* _The exercise_
Rewrite the rows from the line with "Batch processing job — object class: metal ladder." up to and including the line with "233 419 352 633", putting "tight" wherever "snug" appears and leaving everything else unchanged. Give only those rows.

* _The data_
>>>

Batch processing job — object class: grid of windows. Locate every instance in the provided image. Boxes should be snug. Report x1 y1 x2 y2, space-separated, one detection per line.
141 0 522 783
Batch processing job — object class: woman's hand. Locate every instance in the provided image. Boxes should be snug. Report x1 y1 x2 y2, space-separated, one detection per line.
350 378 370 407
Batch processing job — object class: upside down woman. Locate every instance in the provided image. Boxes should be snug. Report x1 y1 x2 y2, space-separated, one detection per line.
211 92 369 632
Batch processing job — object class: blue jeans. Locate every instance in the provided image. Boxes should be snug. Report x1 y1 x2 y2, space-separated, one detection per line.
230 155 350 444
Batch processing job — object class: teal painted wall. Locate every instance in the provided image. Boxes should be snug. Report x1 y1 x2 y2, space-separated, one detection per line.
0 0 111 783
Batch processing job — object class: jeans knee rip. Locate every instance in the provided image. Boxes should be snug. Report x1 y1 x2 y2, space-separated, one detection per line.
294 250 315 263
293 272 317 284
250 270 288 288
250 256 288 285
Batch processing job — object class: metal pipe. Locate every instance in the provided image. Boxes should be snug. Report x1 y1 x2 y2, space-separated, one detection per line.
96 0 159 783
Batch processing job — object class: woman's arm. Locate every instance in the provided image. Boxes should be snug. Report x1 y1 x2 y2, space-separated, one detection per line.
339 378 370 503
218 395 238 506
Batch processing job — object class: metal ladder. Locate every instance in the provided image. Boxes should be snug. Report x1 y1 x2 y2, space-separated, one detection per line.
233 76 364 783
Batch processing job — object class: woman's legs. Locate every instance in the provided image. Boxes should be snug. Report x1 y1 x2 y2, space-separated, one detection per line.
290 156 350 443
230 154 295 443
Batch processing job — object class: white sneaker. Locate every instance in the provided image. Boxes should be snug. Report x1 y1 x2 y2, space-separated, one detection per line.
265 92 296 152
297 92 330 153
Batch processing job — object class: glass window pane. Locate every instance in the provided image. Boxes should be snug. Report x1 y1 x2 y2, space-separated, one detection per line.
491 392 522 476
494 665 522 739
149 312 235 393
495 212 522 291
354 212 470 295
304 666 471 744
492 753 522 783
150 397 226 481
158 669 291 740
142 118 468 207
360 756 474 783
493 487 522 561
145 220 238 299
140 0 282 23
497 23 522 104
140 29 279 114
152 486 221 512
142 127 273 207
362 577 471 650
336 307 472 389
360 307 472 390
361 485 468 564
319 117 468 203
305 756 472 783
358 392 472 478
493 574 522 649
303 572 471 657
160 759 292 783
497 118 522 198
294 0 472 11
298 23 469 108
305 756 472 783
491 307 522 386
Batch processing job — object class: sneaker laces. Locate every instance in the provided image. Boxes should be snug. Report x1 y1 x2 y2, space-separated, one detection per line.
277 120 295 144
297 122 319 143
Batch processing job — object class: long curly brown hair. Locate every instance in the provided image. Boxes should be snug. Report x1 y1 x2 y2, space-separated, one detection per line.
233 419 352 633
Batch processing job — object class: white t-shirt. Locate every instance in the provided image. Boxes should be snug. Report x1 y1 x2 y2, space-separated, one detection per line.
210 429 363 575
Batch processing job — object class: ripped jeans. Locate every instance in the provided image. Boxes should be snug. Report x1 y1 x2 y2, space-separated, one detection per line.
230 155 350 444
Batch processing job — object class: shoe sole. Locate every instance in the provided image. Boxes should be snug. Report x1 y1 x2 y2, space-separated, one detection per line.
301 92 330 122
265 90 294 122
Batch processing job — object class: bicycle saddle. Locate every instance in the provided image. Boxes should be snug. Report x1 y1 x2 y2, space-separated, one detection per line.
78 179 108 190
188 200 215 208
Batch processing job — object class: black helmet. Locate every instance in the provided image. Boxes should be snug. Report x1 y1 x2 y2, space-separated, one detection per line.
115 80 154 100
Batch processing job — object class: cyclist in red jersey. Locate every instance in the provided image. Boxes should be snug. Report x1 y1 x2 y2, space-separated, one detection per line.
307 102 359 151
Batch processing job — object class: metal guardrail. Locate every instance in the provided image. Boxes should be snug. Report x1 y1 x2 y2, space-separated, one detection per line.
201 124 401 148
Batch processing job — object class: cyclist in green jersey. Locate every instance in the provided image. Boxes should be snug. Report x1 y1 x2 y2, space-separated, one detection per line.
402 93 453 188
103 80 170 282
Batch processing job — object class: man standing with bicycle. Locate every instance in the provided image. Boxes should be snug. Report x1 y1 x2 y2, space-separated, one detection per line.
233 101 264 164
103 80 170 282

<<<
>>>

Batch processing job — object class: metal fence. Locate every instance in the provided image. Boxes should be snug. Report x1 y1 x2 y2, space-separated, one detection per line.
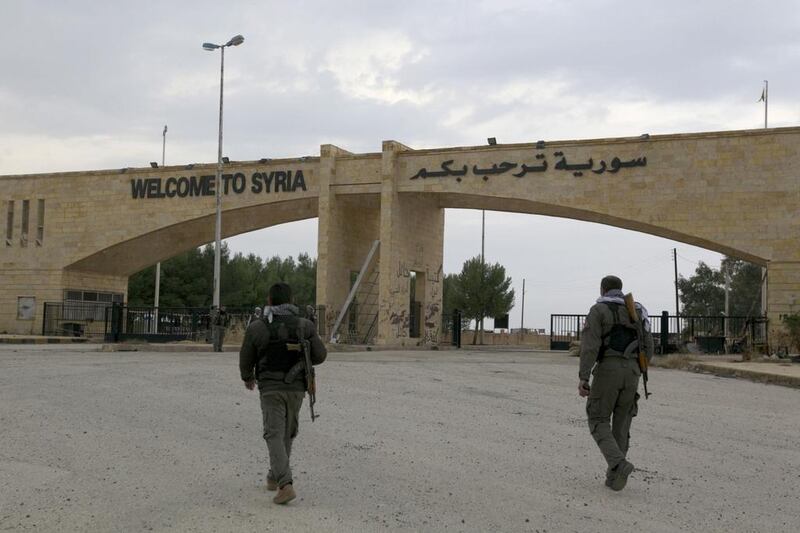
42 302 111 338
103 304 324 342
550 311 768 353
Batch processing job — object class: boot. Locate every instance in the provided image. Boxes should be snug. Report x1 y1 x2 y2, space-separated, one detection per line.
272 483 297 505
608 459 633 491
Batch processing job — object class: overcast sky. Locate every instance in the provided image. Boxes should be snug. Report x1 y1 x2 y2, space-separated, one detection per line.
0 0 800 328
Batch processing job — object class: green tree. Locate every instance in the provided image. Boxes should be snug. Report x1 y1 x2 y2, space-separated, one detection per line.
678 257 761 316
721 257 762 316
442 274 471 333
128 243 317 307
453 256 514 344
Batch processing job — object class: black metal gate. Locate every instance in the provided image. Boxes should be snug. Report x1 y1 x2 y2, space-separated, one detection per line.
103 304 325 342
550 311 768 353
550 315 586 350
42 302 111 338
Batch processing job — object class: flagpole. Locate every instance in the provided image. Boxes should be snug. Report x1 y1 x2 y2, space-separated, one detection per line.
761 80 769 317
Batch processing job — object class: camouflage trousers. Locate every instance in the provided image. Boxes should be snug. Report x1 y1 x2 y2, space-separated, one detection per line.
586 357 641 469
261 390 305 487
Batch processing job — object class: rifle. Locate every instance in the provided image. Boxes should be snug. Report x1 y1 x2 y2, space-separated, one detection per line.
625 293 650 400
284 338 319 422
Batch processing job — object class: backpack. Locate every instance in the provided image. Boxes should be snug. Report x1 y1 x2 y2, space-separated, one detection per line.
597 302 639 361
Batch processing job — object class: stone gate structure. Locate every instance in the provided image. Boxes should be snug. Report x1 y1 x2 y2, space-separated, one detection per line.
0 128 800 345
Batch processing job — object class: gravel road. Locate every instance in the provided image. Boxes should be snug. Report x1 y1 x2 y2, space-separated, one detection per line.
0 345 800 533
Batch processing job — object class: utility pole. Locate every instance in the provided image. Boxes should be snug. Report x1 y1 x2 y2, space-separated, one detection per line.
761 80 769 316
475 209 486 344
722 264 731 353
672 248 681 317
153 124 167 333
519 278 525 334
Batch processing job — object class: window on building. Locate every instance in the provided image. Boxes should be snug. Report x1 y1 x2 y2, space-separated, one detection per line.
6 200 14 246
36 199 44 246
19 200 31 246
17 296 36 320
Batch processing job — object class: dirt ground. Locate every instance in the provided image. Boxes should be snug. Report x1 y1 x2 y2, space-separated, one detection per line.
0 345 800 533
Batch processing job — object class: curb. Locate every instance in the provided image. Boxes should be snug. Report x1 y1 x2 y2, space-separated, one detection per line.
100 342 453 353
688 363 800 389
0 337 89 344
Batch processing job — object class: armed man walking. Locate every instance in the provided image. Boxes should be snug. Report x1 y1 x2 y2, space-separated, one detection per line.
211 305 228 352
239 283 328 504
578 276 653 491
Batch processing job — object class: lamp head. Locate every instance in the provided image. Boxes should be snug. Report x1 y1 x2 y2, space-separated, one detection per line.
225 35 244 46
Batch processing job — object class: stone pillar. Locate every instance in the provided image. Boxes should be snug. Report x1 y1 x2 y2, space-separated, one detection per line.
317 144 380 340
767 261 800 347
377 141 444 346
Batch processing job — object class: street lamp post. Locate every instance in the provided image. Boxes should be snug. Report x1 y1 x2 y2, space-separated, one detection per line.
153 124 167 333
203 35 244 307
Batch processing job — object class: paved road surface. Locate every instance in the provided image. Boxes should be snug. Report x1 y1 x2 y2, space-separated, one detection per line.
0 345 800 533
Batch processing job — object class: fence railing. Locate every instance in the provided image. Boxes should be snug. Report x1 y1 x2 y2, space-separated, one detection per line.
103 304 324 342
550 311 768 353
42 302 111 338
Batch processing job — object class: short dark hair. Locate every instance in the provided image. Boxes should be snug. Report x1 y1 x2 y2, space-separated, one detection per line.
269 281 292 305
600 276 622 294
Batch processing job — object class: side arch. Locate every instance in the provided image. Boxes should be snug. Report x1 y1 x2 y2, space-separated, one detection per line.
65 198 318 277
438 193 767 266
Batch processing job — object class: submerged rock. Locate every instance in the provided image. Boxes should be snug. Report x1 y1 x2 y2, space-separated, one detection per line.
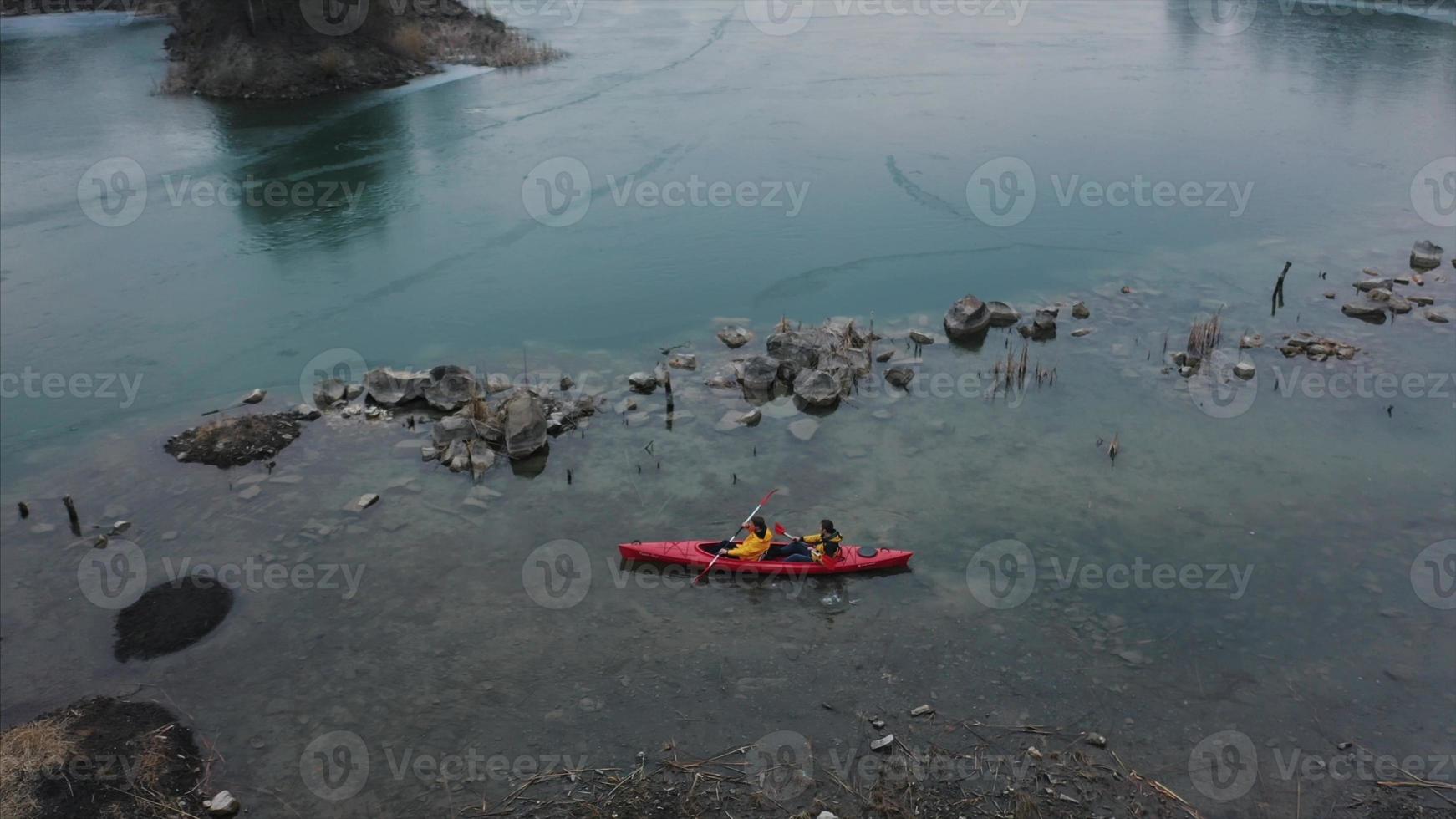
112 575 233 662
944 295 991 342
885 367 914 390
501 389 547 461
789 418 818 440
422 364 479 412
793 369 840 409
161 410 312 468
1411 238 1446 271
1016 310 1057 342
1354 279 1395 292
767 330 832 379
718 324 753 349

<<<

* _Answer to the task_
Batch processing job — object class: metal ladder. Locate every instance in the provided image. Boxes should be tight. Report x1 y1 x2 y2, space-separated, one detection per line.
233 76 364 783
Batch processing job — object class: woman's legs. Locate every instance in the provided image. Boxes should be tight. Report x1 y1 x2 y2, space-separated, one detection per line.
290 156 350 443
230 154 295 443
Batch processing job — object class: white sneaker. Locate every instance in the provided image. Boxes should be tight. Report x1 y1 x2 y2, space-separated, one detection per line.
265 92 296 152
297 92 330 153
Batch processing job — object class: glass window pane. Locate every instance in the provided image. Boxes should be tight. Report x1 y1 x2 y2, space-separated, one detection per line.
491 392 522 476
494 665 522 739
149 312 235 393
495 212 522 291
354 212 470 295
304 666 471 744
492 753 522 783
150 397 226 481
158 669 291 740
142 118 468 207
360 756 474 783
493 487 522 561
145 220 238 299
140 0 282 23
497 23 522 104
140 29 279 114
152 486 221 512
142 127 273 207
362 577 471 650
336 307 472 389
360 307 472 390
361 485 468 564
319 117 468 203
305 756 472 783
358 392 472 478
493 574 522 649
303 572 471 657
160 759 292 783
497 118 522 198
294 0 472 11
298 23 469 108
305 756 472 783
491 307 522 386
Batch processing job — object class: sneaker laces. Locate every instance in the provided image. Boxes should be tight. Report x1 y1 x2 y2, space-separated, one detection per line.
277 120 295 144
297 122 319 143
Batch processing job — object class: long curly brown hair. Locate every instance in the provided image. Boxes should be tight. Report x1 y1 x2 y2, space-separated, one detection per line.
233 419 352 633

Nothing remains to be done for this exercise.